PAGE TEXT:
************

When Andrews was wounded at the Battle of Stephenson's Depot, Latimer took command of the artillery battalion for the Gettysburg campaign. During the Battle of Gettysburg, on the afternoon of July 2, 1863, Latimer was commanding the artillery battalion, which was located on Benner's Hill, a small rise located about 1,400 yards northeast of Cemetery Hill. The Confederate guns engaged in a duel with their Federal counterparts while attempting to support the attack on Culp's and Cemetery Hills. The position on Benner's Hill was open and exposed, and the Confederate guns found themselves at a severe disadvantage. Latimer requested that he be allowed to move the guns to a more favorable position. "Such an admission by so stubborn a fighter did not have to be verified," as historian Douglas Southall Freeman put it, and Latimer was allowed to begin withdrawing the guns. He was wounded after he returned to the hill to direct the fire of his remaining four guns. An exploding shell severely wounded his arm and killed his horse, which fell on him and pinned him to the ground. Division commander Allegheny Johnson noted in his official battle report that, "Major J.W. Latimer, of Andrews' battalion, the "boy major," whose chivalrous bearing on so many fields had won for him a reputation to be envied by his seniors, received a severe wound on the evening of the 2d, from the effects of which he has since died." Cpt Charles I. Raine took charge of the battalion after Latimer was wounded.

Latimer's left arm had to be amputated. The amputation was performed at the Daniel Lady Farm, which is today preserved by the Gettysburg Battlefield Preservation Association. Initially hospitalized in Winchester, movements by the Federal troops required that Latimer be transported somewhere safer. He was moved to Harrisonburg, Virginia, to the home of the E. T. H. Warren family. The constant movement—first from Gettysburg, then from Winchester—did not aid his recovery, and soon after he was transported to Harrisonburg, gangrene appeared. From that point on, Latimer rapidly worsened and he died on August 1, 1863. He was buried in the Woodbine Cemetery at Harrisonburg. The grave of the "Boy Major" is marked by a monument placed 51 years after his death by the Ladies Memorial Association and the United Daughters of the Confederacy.

************

LISTED RECORDS:
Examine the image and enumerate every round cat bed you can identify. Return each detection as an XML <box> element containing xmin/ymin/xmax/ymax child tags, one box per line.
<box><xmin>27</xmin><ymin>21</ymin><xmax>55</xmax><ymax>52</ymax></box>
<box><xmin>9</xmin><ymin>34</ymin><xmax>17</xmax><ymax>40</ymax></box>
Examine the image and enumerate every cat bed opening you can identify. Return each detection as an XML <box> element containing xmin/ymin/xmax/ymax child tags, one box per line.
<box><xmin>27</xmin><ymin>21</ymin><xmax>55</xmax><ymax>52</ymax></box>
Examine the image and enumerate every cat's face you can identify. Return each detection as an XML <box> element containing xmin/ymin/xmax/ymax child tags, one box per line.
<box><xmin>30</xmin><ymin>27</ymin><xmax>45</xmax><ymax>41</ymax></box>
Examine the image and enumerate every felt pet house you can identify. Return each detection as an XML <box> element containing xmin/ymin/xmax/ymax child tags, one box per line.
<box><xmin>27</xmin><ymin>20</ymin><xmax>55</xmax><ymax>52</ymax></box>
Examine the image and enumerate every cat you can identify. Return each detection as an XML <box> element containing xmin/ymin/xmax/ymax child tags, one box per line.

************

DESCRIPTION OF THE TASK:
Write out the part of the Latimer text that begins at the words "Latimer's left arm" and stops after "of the Confederacy.". The rows have nothing to do with what is asked here.

RESPONSE AREA:
Latimer's left arm had to be amputated. The amputation was performed at the Daniel Lady Farm, which is today preserved by the Gettysburg Battlefield Preservation Association. Initially hospitalized in Winchester, movements by the Federal troops required that Latimer be transported somewhere safer. He was moved to Harrisonburg, Virginia, to the home of the E. T. H. Warren family. The constant movement—first from Gettysburg, then from Winchester—did not aid his recovery, and soon after he was transported to Harrisonburg, gangrene appeared. From that point on, Latimer rapidly worsened and he died on August 1, 1863. He was buried in the Woodbine Cemetery at Harrisonburg. The grave of the "Boy Major" is marked by a monument placed 51 years after his death by the Ladies Memorial Association and the United Daughters of the Confederacy.